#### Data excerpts
┄┄┄┄┄┄┄┄┄┄
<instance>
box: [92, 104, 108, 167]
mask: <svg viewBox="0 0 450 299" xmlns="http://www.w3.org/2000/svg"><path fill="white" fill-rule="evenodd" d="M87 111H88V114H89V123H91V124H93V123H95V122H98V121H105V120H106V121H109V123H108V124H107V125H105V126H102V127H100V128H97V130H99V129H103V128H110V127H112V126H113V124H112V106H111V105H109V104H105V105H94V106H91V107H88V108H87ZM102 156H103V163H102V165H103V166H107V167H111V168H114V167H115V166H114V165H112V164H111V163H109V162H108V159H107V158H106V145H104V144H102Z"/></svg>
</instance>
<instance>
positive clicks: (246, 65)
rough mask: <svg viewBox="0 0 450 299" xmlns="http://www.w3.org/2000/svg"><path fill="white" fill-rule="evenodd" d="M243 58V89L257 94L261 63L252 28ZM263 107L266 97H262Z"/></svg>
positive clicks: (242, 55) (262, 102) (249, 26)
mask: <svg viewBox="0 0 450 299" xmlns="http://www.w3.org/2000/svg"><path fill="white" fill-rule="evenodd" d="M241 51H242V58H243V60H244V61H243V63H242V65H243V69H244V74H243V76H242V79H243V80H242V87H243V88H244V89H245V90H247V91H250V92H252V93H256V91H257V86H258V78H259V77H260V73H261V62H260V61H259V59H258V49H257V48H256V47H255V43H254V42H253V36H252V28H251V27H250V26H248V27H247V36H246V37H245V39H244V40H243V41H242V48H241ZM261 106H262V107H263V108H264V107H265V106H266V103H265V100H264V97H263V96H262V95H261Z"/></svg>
┄┄┄┄┄┄┄┄┄┄
#### Exercise directions
Extract every line of the records above and reproduce each one unchanged.

#### Task response
<instance>
box: [92, 104, 108, 167]
mask: <svg viewBox="0 0 450 299" xmlns="http://www.w3.org/2000/svg"><path fill="white" fill-rule="evenodd" d="M87 111H88V114H89V123H91V124H93V123H95V122H98V121H105V120H106V121H109V123H108V124H107V125H105V126H102V127H100V128H97V130H99V129H103V128H110V127H112V126H113V124H112V106H111V105H109V104H105V105H94V106H91V107H88V108H87ZM102 156H103V163H102V165H103V166H107V167H111V168H114V167H115V166H114V165H112V164H111V163H109V162H108V159H107V158H106V145H104V144H102Z"/></svg>
</instance>
<instance>
positive clicks: (246, 65)
rough mask: <svg viewBox="0 0 450 299" xmlns="http://www.w3.org/2000/svg"><path fill="white" fill-rule="evenodd" d="M243 58V89L257 94L261 63L252 28ZM263 107L266 97H262Z"/></svg>
positive clicks: (242, 55) (262, 102) (249, 26)
mask: <svg viewBox="0 0 450 299" xmlns="http://www.w3.org/2000/svg"><path fill="white" fill-rule="evenodd" d="M241 51H242V58H243V60H244V61H243V63H242V65H243V69H244V74H243V76H242V79H243V80H242V87H243V88H244V89H245V90H247V91H250V92H252V93H256V91H257V86H258V78H259V77H260V73H261V62H260V61H259V59H258V49H257V48H256V47H255V43H254V42H253V36H252V28H251V27H250V26H248V27H247V36H246V37H245V39H244V40H243V41H242V48H241ZM261 106H262V107H263V108H264V107H265V106H266V103H265V100H264V97H263V96H262V95H261Z"/></svg>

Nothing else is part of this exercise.